- _Working data_:
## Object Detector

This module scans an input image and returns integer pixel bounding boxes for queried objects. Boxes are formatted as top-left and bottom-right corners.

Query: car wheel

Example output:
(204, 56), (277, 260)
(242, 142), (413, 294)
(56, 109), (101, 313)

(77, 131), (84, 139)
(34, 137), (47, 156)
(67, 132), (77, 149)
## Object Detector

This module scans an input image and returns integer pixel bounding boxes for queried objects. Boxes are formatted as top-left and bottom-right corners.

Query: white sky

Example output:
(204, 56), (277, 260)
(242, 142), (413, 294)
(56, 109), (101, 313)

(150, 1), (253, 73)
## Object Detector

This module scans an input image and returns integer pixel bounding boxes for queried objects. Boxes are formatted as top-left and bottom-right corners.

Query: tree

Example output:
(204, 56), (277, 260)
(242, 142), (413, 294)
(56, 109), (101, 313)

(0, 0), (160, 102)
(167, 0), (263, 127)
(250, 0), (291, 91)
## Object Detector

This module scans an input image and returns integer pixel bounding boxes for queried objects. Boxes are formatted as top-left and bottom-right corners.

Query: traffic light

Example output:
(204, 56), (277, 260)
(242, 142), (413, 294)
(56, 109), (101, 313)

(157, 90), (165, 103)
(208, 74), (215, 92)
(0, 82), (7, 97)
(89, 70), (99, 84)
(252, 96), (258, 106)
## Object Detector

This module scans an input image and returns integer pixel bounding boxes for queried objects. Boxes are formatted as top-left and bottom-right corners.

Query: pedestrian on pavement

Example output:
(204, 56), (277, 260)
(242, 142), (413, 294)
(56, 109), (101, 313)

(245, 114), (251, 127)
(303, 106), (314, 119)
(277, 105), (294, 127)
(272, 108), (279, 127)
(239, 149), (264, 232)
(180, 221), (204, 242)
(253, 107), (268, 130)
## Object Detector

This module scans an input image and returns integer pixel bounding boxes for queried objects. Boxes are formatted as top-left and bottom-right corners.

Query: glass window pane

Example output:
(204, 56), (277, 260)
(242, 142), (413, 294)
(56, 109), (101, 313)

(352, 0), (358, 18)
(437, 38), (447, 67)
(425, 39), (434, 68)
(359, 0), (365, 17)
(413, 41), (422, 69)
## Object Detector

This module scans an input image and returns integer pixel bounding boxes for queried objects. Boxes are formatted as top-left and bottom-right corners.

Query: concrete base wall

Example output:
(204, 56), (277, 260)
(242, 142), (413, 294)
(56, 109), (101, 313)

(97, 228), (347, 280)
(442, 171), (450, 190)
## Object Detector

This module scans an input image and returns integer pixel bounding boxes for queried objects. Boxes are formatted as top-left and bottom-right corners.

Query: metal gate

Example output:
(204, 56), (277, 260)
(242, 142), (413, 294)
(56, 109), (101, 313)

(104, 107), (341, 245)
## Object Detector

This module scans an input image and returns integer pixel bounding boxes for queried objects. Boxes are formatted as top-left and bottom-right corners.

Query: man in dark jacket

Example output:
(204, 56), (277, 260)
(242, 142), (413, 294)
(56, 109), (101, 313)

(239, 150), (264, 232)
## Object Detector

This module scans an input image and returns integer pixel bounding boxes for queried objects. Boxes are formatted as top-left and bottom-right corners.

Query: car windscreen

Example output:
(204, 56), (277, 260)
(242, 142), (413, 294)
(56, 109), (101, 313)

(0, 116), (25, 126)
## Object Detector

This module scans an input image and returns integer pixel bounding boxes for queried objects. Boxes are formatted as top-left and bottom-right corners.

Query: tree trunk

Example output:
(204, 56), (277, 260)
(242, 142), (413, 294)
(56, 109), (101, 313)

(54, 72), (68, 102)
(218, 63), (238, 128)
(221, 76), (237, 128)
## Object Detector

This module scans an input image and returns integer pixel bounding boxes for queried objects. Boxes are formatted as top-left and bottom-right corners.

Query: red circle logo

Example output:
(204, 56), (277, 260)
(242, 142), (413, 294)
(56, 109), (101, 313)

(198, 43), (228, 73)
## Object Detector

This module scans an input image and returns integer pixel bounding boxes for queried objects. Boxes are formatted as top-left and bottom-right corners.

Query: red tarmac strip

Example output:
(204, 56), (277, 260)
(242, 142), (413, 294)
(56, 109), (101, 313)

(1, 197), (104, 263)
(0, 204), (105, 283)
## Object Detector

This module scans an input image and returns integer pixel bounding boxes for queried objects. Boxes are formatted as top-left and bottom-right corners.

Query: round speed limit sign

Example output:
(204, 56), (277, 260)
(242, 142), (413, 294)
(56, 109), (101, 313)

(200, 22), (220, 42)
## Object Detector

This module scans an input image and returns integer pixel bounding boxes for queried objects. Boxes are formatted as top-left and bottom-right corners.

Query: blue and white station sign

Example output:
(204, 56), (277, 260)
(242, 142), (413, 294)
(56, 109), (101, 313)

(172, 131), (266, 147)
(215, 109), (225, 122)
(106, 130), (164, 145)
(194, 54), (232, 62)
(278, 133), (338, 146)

- _Problem statement_:
What lines of the material above include "sign"? Copy each one.

- _Finished task_:
Query: round speed limit sign
Query: blue and white station sign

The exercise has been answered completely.